Trey: “Why can’t everybody be like me? I’m just going to do it myself.”
Sam: Yeah, and they never give anybody a chance, nor the proper tools, nor the proper training, nor the proper support, so really, it’s an inward thing. How I’d answer that question is, how do I motivate my guys, it’s like, well, look at your own leadership capacity, because I think a lot of the times, people think they’re the best – they might be the best rep, but that doesn’t necessarily mean they’re the best coach, leader, motivator, mentor, right, and that rep, if he feels like, “Okay, I’m going to go work for you today,” if he feels, it’s like, “I’m just making this guy, sitting on his throne back at the office, I’m going out there, doing the grunt work, I’m going to make him money?” No. So, you have to kind of say, “Look, I’m here working for you, rep. It’s my job to make you successful.”
Trey: So, that’s why I heard you say you go out with them.
Sam: I go out with them, that’s the first thing. The best way to motivate somebody is show them. Don’t be like, “Go out there and hustle guys!” It’s like, “Good luck!”
Trey: “I’ll be here in the AC!” (light laughter)
Sam: Yeah, “You’ve got this today!” It’s funny, because we were sitting in your CRM, and you see the pain points of some of the customers, and they’re like, “I have these 13 canvassers, and I don’t know if they’re working or not.” I’m like, “That’s because you’re not out there with them.” It’s plain and simple. So, my first advice would be looking inward, and lead from the front, would be the second one.
Trey: So, for that middle-of-the-road rep – because that was a lot, and I want to spend a little time on this. To get that top performing rep to go up, how do you do that? Because, they’re already self-motivated, right? There’s some level of talent there. So, how do you get them to make that next step? Is it just more support, like, “Hey, let’s take some of the admin work off your plate,” and stuff like that? Will that free them up?

= = = = =

§ **Tasks to carry out**
(1) From the conversation, output the stretch from "Sam: Yeah, and" through "out with them." word for word.
(2) Answer these from the conversation:
(a) What does Sam say is his job when he talks to a rep?
(b) According to Sam, what is the best way to motivate somebody?
(c) How many canvassers does the customer in the CRM say they have?

= = = = =

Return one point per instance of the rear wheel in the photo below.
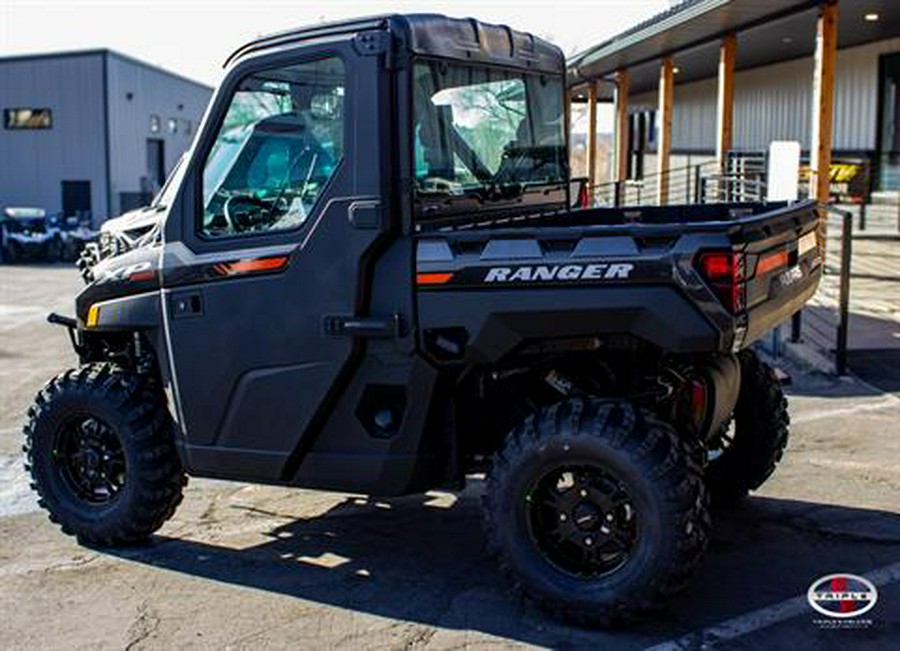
(100, 451)
(596, 511)
(753, 443)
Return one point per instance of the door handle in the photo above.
(186, 305)
(352, 326)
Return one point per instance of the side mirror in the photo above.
(327, 106)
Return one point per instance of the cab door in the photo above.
(264, 272)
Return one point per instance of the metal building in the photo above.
(91, 132)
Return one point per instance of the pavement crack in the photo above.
(145, 625)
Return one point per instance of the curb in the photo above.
(807, 358)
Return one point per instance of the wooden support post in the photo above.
(592, 141)
(621, 134)
(725, 104)
(664, 139)
(823, 110)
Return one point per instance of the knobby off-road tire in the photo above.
(619, 450)
(99, 448)
(757, 438)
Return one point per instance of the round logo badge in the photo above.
(842, 595)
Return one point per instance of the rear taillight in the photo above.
(725, 273)
(584, 198)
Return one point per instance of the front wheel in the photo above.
(596, 511)
(100, 451)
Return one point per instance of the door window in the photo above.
(278, 146)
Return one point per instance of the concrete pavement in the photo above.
(244, 566)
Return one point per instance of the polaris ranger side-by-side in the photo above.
(366, 277)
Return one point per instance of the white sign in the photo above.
(783, 175)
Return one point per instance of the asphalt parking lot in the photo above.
(244, 566)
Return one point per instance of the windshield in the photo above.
(170, 188)
(486, 133)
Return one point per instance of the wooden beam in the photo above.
(823, 114)
(621, 127)
(725, 104)
(592, 140)
(664, 139)
(823, 106)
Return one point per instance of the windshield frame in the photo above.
(487, 196)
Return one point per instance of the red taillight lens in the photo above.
(717, 267)
(725, 273)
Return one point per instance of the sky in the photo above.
(193, 37)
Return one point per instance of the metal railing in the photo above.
(741, 180)
(816, 325)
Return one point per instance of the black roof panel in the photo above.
(432, 35)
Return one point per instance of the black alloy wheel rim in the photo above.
(90, 459)
(583, 520)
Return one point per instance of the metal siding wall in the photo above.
(33, 163)
(775, 102)
(154, 93)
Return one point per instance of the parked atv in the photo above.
(29, 234)
(368, 278)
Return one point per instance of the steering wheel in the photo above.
(230, 221)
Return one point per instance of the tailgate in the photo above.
(782, 269)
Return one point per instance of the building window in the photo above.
(27, 118)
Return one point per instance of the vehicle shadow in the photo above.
(421, 560)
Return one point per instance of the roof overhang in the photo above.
(769, 31)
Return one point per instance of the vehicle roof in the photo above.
(433, 35)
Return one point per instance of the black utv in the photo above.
(367, 277)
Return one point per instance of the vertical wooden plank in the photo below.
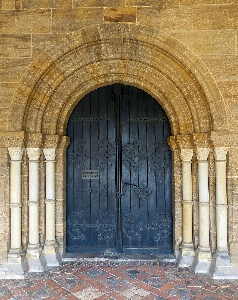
(110, 171)
(152, 183)
(142, 170)
(95, 116)
(126, 172)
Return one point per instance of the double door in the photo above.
(118, 168)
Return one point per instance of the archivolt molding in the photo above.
(109, 53)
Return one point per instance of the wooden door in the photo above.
(118, 174)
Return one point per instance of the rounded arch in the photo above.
(104, 54)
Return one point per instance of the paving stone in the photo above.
(120, 281)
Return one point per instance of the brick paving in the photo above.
(150, 280)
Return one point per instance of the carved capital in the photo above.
(202, 153)
(49, 154)
(186, 154)
(34, 140)
(12, 139)
(220, 153)
(172, 143)
(33, 154)
(64, 141)
(201, 140)
(15, 153)
(51, 141)
(224, 139)
(184, 141)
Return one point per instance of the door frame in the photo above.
(171, 170)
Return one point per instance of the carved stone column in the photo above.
(204, 251)
(221, 267)
(34, 248)
(187, 248)
(16, 253)
(50, 241)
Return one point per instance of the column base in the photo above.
(221, 267)
(51, 255)
(16, 266)
(36, 261)
(202, 263)
(36, 264)
(186, 256)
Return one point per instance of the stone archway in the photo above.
(100, 55)
(119, 53)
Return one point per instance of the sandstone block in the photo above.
(33, 4)
(152, 2)
(98, 3)
(208, 42)
(71, 20)
(215, 17)
(171, 18)
(6, 92)
(24, 21)
(11, 70)
(223, 68)
(8, 4)
(122, 14)
(205, 2)
(15, 45)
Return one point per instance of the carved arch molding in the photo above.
(72, 66)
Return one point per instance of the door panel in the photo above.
(91, 213)
(146, 175)
(118, 135)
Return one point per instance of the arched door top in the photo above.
(100, 55)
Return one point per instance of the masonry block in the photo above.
(24, 21)
(122, 14)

= = = = =

§ **Answers to the exercises**
(1)
Sam: Yeah, and they never give anybody a chance, nor the proper tools, nor the proper training, nor the proper support, so really, it’s an inward thing. How I’d answer that question is, how do I motivate my guys, it’s like, well, look at your own leadership capacity, because I think a lot of the times, people think they’re the best – they might be the best rep, but that doesn’t necessarily mean they’re the best coach, leader, motivator, mentor, right, and that rep, if he feels like, “Okay, I’m going to go work for you today,” if he feels, it’s like, “I’m just making this guy, sitting on his throne back at the office, I’m going out there, doing the grunt work, I’m going to make him money?” No. So, you have to kind of say, “Look, I’m here working for you, rep. It’s my job to make you successful.”
Trey: So, that’s why I heard you say you go out with them.

(2)
(a) To make the rep successful.
(b) Show them.
(c) 13.